----- DATASET

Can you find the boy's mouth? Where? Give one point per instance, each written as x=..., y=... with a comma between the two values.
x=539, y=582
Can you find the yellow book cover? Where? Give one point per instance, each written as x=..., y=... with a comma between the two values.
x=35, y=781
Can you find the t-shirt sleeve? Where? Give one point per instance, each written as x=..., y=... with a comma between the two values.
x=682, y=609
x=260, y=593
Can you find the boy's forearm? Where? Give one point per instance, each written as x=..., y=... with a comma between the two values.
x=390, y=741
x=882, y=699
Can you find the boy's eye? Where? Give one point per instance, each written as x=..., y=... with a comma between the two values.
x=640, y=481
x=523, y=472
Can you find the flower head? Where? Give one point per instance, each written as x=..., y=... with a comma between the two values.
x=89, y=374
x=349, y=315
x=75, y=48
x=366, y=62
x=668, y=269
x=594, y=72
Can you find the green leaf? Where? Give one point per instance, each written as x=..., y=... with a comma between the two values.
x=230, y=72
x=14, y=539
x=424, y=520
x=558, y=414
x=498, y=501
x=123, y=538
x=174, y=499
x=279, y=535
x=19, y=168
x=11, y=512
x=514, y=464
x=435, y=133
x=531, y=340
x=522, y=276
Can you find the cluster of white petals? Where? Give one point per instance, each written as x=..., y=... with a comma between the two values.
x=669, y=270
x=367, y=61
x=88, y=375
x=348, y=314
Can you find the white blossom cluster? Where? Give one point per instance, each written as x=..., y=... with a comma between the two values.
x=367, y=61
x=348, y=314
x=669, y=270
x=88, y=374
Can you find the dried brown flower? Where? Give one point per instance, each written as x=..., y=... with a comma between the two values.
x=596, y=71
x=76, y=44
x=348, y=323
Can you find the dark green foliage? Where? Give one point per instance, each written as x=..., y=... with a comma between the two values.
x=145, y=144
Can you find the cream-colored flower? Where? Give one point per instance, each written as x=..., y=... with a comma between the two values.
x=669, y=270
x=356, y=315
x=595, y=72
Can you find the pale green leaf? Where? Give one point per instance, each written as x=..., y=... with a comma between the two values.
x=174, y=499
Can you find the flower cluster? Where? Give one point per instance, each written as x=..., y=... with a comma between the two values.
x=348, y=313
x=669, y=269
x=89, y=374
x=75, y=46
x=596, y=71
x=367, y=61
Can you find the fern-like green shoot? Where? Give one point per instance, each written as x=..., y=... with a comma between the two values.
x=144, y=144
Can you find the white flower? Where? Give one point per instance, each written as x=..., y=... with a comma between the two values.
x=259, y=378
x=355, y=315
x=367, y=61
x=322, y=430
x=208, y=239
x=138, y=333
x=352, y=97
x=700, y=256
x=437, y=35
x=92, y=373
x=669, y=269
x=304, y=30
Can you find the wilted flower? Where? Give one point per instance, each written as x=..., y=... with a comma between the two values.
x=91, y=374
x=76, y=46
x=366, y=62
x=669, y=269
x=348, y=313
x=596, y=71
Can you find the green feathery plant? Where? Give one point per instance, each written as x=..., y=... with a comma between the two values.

----------

• WHAT THE EXERCISE ASKS
Beginning with the row that contains "Can you find the white flower?" and going on through the final row above, write those rows out again with the requests included. Multiply every x and y coordinate in the answers by 1.55 and round each result to a whole number, rounding halves up.

• COMPLETE OUTPUT
Can you find the white flower? Where? Give one point per instance, each written as x=..., y=... with a comma between the two values.
x=401, y=586
x=550, y=488
x=569, y=95
x=499, y=667
x=322, y=370
x=214, y=516
x=546, y=150
x=1085, y=397
x=677, y=54
x=143, y=578
x=1037, y=417
x=471, y=47
Can you find the wilted flower? Where? Give one point per instance, each written as x=..., y=... with a comma between the two values.
x=141, y=580
x=118, y=71
x=567, y=96
x=1037, y=417
x=539, y=485
x=924, y=110
Can you find the green feathery plant? Where? Give one point per instance, each written as x=..., y=... with a comma between the two values.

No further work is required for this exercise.